§ **Records for this task**:

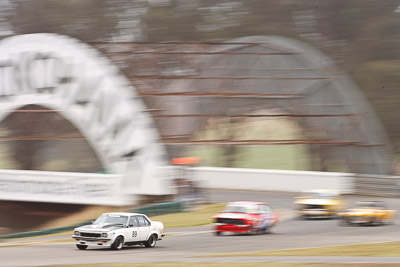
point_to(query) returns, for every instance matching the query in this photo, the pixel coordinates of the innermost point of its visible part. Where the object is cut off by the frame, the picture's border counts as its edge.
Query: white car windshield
(241, 208)
(112, 219)
(319, 195)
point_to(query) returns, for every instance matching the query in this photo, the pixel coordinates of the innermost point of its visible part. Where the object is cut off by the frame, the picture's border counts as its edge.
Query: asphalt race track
(200, 241)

§ **What you need to do**:
Reproduce the data above, replacing "innermost point" with "most central point" wherever it occurs and leaving everything else unchanged. Omit the pictures.

§ **Result of the exercise**:
point_to(query) returns, for every instance matching the query in this photo, the pixel coordinates of the most central point of its visible part. Where the object is cut off by the frame, the picture's border counts as its edge.
Query: white car windshield
(241, 208)
(112, 219)
(319, 195)
point_to(query) returns, for every instance matching the query in this photo, the pixel coordinates of the most central point of its visible part. Where the object is cut off by the frame, the picture's border counts as its edge.
Query: asphalt race track
(200, 241)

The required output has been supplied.